- [OBJECTIVE] Please answer from the piece on being a drama-martyr: what does the writer believe life is all about?

I found myself drafting out a list of guidelines in my head, the telltale signs that I have been willingly engaging in drama to fill a deep-seated need in myself. Here’s what I came up with:

– Do your friends always come to you with snark, gossip, or to vent about other friends?

– Are your friends always bringing others’ negative behaviors to your attention, as if it is your responsibility?

– Do your friends come to you when they are in conflict with someone else, or expect you to side with them when they are on the outs with someone?

– Do you find yourself in the middle of, or actively engaged in, a conflict that has nothing to do with you whatsoever?

– Do you find that people point out things that are offensive to you, seemingly in the hopes of making you angry along with them? Do you find yourself seeking out things to find offensive, or speaking out on subjects that don’t directly effect you?

– Do you take up other people’s causes, or try to fight their battles, when they can take care of themselves? Do you feel that you’re a nurturer or caretaker in your friendships?

– Do you ever feel like people are trying to get a rise out of you?

– Do you ever feel like you stand up for people when they wouldn’t do the same for you?

– Do you have a strong desire to make yourself heard, or to argue your case, even when it would be best for everyone that you let it go?

I answered yes to all of the above questions. If you did too, you may be a drama-martyr. I definitely am. While I have an inherent desire to stay as far away from drama as I possibly can, I always find myself inevitably drawn to high emotions and causes of offense.

I am a firm believer that life is all about the exchange of energy. We give it, and we receive it. Positive energy is much more desirable; however, in everyday dealings with people, it is not always as easy to obtain. Many of us settle for receiving negative energy, and we’ll obtain it in myriad ways.

When we become offended, or decide to speak out about something that angers or hurts us, we are giving off energy. Negative energy. Sometimes it is necessary, such as in cases of extreme hurt, when someone has wronged us badly, or in cases of social or political injustice, etc.

My problem is the same as that of other drama-martyrs – we can always be relied upon to give our energy to any negative situation. I am easily provoked. It is easy to get a rise out of me. Just make a fat joke or say something misogynistic. Tell me a story about how one of our mutual friends hurt your feelings. Make me feel inadequate or do something rude. It doesn’t take much to get my ire up. I’ve never developed a particularly thick skin, and so I am easily offended and quick to say so. Even in situations where it’d probably be better that I just let it go, when my saying something won’t accomplish anything positive or do anything to enlighten anyone, I still feel the need to speak.

- [DATA SHOWN]
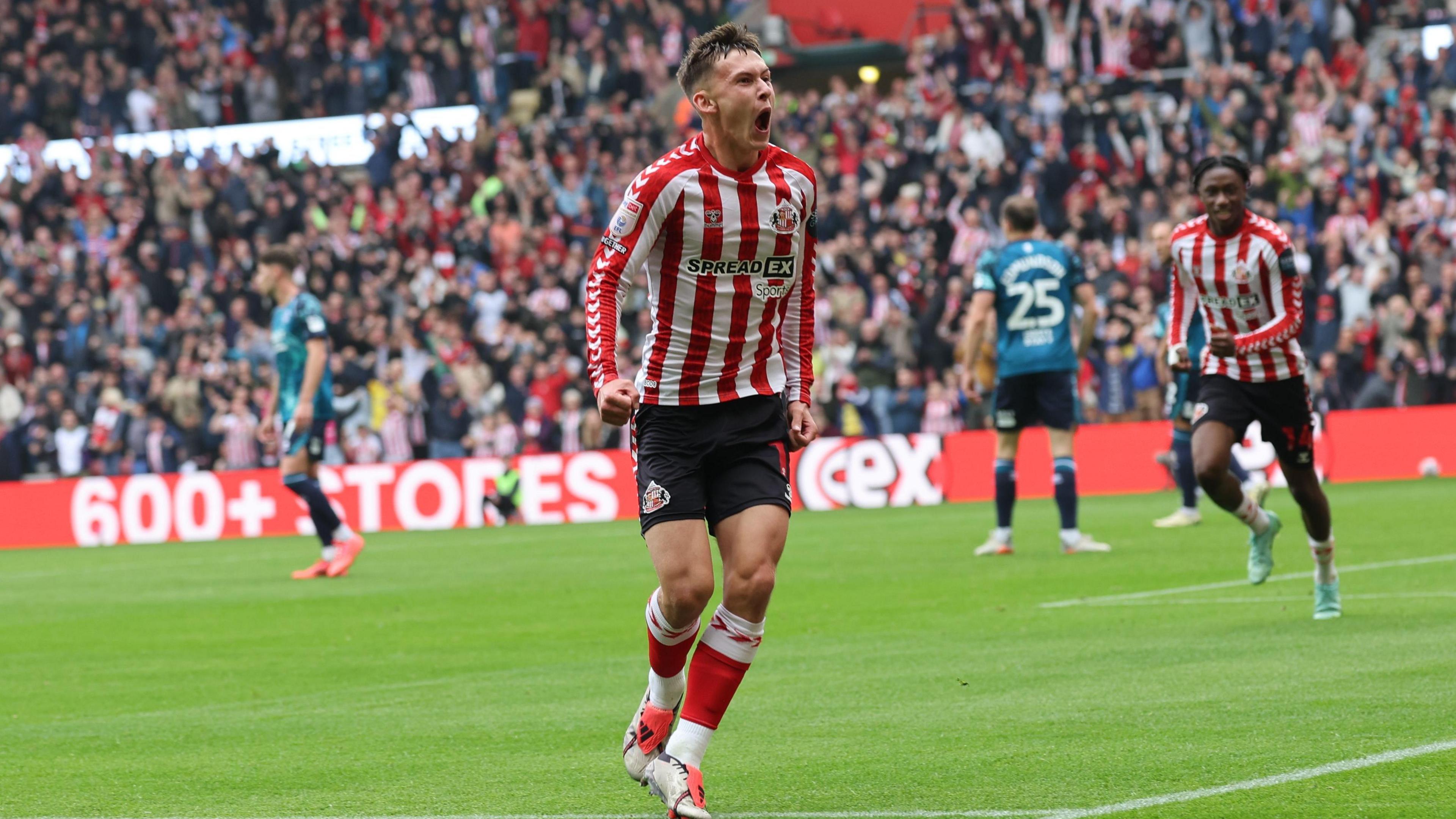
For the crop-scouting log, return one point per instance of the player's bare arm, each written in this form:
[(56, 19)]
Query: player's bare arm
[(979, 312), (617, 401), (803, 430), (1087, 297), (267, 428)]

- [RESPONSE] The exchange of energy.